▸ **Short task**
In the listing below, find the line containing "Would you mind pointing to the car roof". Write out that line and every line after it to the end, exactly and only those.

═════ Source records

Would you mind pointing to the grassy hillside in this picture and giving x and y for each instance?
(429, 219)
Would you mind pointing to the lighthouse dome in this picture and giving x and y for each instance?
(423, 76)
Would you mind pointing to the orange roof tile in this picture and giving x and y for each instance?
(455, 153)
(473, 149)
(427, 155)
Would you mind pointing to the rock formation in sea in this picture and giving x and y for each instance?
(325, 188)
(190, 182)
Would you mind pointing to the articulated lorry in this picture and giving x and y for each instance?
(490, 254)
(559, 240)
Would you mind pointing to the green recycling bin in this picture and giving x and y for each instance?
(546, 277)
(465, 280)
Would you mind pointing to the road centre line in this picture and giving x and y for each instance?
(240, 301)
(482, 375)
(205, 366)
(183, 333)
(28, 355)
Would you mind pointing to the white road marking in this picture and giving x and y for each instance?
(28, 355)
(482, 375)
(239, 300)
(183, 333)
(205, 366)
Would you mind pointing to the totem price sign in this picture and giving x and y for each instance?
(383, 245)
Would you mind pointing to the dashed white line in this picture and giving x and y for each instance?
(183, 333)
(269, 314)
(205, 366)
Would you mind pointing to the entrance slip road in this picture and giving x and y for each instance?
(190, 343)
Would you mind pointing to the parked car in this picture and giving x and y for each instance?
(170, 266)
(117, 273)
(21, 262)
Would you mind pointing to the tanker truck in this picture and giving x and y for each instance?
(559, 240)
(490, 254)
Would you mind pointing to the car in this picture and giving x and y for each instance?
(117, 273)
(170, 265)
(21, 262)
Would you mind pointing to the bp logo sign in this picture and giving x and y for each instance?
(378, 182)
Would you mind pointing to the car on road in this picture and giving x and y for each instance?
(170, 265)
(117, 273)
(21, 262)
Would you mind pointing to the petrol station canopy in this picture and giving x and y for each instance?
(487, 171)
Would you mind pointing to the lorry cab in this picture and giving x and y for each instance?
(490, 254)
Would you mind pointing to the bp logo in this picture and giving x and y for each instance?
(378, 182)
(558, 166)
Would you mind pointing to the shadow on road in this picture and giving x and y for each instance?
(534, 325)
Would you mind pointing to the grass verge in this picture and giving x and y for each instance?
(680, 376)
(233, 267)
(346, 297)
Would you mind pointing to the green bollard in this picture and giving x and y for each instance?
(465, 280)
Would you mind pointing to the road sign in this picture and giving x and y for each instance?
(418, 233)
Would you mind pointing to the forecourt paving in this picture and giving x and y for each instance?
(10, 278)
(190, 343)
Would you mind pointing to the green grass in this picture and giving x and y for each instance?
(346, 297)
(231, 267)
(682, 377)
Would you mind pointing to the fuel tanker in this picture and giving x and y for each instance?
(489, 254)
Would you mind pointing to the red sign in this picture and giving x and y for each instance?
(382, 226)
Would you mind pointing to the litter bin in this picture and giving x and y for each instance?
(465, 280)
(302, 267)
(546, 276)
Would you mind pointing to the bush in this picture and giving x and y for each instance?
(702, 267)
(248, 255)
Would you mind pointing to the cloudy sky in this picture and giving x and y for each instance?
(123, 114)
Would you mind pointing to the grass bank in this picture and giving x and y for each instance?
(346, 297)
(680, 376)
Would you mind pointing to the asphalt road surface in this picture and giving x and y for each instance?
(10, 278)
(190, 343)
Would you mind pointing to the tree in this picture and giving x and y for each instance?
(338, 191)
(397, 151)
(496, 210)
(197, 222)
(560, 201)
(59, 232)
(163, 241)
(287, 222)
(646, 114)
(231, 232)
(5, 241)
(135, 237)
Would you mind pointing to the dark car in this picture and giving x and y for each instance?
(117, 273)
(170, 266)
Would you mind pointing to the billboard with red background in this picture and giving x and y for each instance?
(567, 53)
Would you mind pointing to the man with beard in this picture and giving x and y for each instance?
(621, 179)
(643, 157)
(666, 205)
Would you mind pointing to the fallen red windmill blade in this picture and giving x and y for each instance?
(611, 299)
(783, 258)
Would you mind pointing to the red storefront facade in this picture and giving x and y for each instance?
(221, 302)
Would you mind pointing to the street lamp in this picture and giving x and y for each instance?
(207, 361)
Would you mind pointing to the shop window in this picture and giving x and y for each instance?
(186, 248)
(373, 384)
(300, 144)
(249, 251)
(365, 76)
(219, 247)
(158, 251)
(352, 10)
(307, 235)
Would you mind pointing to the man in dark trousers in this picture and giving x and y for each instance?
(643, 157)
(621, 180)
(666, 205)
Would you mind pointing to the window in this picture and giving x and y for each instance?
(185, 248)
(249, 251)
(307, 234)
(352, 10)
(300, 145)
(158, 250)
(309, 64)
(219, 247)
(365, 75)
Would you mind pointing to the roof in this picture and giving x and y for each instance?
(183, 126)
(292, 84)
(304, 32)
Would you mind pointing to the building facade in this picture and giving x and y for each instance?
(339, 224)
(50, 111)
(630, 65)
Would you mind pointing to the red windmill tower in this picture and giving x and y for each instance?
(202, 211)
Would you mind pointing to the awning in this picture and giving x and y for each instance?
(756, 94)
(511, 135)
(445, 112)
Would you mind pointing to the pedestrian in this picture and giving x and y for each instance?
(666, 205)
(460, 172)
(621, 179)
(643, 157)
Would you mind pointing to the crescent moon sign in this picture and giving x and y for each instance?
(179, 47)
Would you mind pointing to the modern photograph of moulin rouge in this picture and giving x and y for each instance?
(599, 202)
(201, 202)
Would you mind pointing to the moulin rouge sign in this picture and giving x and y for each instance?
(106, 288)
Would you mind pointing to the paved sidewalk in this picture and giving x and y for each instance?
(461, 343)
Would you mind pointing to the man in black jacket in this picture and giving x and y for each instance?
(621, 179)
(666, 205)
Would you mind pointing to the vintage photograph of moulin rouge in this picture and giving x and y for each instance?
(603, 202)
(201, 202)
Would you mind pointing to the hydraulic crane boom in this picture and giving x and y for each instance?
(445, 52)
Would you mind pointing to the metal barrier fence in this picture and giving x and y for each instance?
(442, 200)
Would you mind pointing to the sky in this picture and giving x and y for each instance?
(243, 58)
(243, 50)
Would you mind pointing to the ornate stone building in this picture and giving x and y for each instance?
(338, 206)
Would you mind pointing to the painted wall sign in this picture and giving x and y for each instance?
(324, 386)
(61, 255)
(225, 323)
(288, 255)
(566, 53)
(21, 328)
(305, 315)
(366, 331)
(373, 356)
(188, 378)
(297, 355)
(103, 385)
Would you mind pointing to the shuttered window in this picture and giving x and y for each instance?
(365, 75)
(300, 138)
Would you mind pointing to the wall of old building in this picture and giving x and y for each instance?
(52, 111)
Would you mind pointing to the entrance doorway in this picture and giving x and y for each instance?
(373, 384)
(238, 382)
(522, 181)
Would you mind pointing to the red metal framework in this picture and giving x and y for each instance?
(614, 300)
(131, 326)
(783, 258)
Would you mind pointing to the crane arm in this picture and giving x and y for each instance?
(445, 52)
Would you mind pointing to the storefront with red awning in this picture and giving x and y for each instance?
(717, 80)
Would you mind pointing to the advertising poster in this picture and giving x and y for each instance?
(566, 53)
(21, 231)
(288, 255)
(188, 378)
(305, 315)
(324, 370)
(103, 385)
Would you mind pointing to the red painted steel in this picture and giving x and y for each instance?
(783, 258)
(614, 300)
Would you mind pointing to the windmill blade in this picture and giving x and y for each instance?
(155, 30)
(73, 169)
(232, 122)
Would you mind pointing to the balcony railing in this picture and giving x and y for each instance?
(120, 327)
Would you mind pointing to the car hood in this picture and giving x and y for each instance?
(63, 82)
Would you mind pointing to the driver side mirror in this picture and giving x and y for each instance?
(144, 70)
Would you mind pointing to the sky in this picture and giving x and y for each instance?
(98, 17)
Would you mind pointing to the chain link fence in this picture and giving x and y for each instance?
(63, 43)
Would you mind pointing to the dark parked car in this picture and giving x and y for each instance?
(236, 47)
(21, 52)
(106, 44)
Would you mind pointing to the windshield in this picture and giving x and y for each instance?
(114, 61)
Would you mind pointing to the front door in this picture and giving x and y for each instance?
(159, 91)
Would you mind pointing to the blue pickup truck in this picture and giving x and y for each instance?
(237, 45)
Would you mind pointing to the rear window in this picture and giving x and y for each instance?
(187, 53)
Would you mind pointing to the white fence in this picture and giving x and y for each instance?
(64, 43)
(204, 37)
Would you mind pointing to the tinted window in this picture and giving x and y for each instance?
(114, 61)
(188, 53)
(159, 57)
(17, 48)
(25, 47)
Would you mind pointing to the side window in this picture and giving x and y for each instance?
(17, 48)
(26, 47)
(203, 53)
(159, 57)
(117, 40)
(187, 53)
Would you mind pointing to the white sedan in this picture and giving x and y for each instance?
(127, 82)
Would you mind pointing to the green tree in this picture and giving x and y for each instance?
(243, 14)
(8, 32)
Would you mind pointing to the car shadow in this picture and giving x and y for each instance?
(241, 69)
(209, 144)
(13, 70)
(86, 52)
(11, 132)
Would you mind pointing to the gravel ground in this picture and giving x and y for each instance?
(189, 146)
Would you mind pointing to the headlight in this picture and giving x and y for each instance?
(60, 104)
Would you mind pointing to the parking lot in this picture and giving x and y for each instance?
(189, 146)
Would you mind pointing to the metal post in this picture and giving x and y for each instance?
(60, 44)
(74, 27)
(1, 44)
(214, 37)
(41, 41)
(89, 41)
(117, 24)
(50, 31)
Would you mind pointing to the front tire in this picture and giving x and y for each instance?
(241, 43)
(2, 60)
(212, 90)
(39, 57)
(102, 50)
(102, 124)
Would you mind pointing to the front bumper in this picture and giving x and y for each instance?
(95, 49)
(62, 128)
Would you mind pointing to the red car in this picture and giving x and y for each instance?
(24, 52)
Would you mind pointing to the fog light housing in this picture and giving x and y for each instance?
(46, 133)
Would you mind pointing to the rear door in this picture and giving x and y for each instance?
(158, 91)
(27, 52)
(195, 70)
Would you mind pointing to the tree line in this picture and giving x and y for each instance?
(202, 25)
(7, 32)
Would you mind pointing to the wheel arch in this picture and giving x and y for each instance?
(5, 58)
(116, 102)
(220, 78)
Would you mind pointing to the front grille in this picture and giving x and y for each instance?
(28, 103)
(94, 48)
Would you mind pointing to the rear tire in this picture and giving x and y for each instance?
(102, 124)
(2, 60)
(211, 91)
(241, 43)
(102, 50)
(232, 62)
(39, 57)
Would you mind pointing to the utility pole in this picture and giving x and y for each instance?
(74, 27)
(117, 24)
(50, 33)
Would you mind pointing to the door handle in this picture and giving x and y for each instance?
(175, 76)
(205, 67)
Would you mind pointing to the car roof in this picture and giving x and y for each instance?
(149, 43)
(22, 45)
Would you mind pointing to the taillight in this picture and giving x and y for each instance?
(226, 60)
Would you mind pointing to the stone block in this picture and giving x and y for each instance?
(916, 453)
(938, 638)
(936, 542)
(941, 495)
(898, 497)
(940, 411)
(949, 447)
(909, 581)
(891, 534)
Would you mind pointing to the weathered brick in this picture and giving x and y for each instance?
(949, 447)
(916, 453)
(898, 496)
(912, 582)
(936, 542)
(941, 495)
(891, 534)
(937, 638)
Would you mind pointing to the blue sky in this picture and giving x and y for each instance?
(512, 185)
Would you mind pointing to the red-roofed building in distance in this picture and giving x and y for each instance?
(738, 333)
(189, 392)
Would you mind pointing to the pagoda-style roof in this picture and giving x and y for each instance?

══════════

▸ **Result**
Would you mind pointing to the car roof in this picture and giving x and y for each instance?
(149, 43)
(22, 45)
Would you mind pointing to the taillight in this picture and giving x and y for each instance?
(226, 60)
Would you mind pointing to the stone block in this picture and giving x and y for each instance?
(916, 453)
(938, 638)
(936, 542)
(941, 495)
(898, 497)
(940, 411)
(949, 447)
(909, 581)
(891, 534)
Would you mind pointing to the weathered brick in this picture and giving x and y for each instance?
(949, 447)
(916, 453)
(898, 496)
(912, 582)
(936, 542)
(941, 495)
(891, 534)
(937, 638)
Would you mind pointing to the blue sky in this picture and giving x and y for each instance?
(512, 185)
Would you mind pointing to the red-roofed building in distance in this picture and giving x and y for each instance?
(738, 333)
(189, 392)
Would you mind pointing to the pagoda-style roof in this picture and giving x and y for each instance?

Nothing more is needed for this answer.